[Text block — start]

In my mind Portmarnock had glory days. In my mind Portmarnock was in its pomp back in the nineteen eighties. This is due primarily, I’m sure, to the Carrolls Irish Open as it was then. The Irish Golf Open was held at Portmarnock links course back then, when tobacco companies sponsoring prestigious sporting events didn’t raise an eyebrow.
And prestigious it was. It used to attract the cream of the world’s golfers; Nick Faldo, Bernhard Langer and of course the great Seve Ballesteros were all regular participants. In my young mind the glamour of European tour golf was inextricably linked to Portmarnock. I was probably in Portmarnock once, circa 1978.
Once, that is until last Saturday when, summoning courage accumulated over the intervening forty years, I dared to return. The occasion was a call from a prospective client to come and survey a garden.
Now the received wisdom tells us that when it comes to Dublin, anything south of the River Liffey is positively all privilege and glamour and anything north nothing more than deprivation and decay.
Which is of course all nonsense. And the nonsense of it became more and more apparent the further north I went. Off the M50, turn at Northern Cross, out the Malahide Road, through Kinsealy and into Malahide itself.
Subsequently I have learned that Malahide consistently finishes top of the regular poll conducted to establish the best neigbourhoods in the country in which to live. Which didn’t surprise me in the least. The sprawling and sumptuous grounds of Malahide Castle, the period architecture, the picture postcard village centre, the verdant streetscapes and the cherry on top; The Sea.
Continue northwards through Malahide along the coast road in the direction of Portmarnock and take in the view to your left; Lambay Island, Ireland’s Eye and onwards to the faint twinkling of Howth Harbour.
I’m sure it was right here that Joyce was standing when he composed that immortal introductory line to Finnegans Wake; “A lone a last a loved a long the riverrun, past Eve and Adam’s, from swerve of shore to bend of bay, brings us by a commodius vicus of recirculation back to Howth Castle and Environs.”

[Text block — finish]
[Stored data — start]

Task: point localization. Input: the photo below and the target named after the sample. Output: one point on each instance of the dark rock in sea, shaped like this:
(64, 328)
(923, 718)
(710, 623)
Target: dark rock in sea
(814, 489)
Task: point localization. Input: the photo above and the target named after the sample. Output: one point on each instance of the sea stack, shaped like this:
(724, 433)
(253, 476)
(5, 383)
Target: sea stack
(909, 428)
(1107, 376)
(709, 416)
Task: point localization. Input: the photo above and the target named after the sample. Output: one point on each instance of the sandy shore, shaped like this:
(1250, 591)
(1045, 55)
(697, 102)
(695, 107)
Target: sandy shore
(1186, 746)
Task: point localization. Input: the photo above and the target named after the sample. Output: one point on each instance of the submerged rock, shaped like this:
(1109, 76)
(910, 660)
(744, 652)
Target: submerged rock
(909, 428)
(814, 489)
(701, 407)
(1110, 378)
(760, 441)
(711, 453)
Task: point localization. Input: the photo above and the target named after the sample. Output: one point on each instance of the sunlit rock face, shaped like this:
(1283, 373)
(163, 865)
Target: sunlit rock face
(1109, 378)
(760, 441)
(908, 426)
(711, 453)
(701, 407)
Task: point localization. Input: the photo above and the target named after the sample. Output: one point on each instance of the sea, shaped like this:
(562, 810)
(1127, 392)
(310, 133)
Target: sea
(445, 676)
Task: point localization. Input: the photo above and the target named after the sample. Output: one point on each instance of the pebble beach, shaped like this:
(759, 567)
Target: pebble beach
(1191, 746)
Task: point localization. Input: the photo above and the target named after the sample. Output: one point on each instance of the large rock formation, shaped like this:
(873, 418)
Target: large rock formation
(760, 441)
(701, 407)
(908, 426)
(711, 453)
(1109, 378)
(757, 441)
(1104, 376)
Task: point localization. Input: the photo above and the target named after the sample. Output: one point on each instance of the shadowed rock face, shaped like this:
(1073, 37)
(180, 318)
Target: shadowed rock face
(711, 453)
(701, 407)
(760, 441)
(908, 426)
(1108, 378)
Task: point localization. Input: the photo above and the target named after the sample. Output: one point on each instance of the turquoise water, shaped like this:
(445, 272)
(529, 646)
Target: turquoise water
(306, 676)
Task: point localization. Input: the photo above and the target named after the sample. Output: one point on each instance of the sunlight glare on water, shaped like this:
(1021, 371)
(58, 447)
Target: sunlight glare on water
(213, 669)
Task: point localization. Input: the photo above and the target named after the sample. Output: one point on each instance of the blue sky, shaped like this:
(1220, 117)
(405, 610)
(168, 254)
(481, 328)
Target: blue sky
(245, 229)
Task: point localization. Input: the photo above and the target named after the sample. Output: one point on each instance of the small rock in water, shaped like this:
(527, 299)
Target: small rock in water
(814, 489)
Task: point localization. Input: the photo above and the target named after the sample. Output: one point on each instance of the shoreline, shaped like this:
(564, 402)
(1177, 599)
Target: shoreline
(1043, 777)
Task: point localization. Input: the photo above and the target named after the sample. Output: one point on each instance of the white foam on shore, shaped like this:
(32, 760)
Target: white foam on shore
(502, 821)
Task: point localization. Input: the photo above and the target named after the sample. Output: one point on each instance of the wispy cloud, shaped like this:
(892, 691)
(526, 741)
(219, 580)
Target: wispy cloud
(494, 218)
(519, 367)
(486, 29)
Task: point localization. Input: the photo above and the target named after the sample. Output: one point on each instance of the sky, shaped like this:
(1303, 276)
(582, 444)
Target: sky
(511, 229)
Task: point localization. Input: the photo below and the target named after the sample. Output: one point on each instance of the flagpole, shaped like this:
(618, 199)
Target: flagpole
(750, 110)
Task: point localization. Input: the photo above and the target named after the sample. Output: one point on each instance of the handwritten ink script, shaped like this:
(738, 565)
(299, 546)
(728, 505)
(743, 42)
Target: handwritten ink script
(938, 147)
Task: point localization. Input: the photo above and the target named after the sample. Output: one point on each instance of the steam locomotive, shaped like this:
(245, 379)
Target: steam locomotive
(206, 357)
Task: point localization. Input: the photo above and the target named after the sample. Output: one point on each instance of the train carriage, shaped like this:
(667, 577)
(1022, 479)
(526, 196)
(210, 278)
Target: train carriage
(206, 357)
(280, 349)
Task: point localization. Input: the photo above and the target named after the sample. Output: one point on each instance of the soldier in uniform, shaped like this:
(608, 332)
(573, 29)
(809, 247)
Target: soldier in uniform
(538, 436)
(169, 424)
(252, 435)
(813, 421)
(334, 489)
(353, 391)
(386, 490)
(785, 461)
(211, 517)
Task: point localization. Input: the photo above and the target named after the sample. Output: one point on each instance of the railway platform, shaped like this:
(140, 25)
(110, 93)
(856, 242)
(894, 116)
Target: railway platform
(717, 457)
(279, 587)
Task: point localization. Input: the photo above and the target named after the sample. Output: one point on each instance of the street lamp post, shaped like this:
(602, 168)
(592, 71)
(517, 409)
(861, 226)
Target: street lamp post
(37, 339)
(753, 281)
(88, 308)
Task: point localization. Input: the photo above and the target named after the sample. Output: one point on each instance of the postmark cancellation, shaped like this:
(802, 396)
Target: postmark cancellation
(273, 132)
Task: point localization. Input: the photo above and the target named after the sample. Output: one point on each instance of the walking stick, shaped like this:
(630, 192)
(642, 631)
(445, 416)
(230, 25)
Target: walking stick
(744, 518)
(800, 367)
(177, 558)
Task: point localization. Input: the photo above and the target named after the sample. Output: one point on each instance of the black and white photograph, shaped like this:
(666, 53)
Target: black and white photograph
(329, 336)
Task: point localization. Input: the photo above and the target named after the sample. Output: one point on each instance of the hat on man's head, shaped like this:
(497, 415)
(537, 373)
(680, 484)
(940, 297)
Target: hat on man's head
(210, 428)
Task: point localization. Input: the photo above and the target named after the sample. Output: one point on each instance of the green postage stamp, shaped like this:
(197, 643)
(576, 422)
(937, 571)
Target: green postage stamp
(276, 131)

[Stored data — finish]

• **Questions to answer**:
1 > In the account of returning to Portmarnock, what was the name of the golf tournament held at the Portmarnock links course in the nineteen eighties?
2 > Carry on the account of returning to Portmarnock from its final sentence.

• **Answers for the exercise**:
1 > The Carrolls Irish Open.

2 >
Or at the very least, in my case, a commodius vicus of recirculation back to the environs of a one hundred square metre east facing back garden with no access, a two metre level change from front to back, chronically overlooked in all directions and in permanent shade. The analysis and recommendations for this one could run to a similar word count as Finnegans Wake, although I am hoping it will be a tad more comprehensible.
Anyway, onwards then with the client for lunch on the veranda of the White Sands Hotel with the gaze fixed firmly eastwards towards the resplendence of sun drenched Ireland’s Eye and the myriad assorted sailing craft in the foreground.
Ah, The White Sands, with all of that quintessential seaside seen better days welcome and shabby charm. Thankfully though they haven’t lost sight of what’s actually important in the hospitality game; the hospitality. Hearty smiles, hearty food, heart-warming views. Who can explain the blend of euphoria and melancholy that envelopes a person when simply sitting and staring out to sea?
Then, as is inevitable in the first week of April, the clouds rolled in and the rain started to fall. Inwards then to the lounge to catch the second half of the Merseyside Derby. A three-one win to the Reds by the way. If Lou Reed was still knocking around I’m sure he would have called it a perfect day.
My return visit to Portmarnock has been forty years coming. I won’t leave the next one quite so long.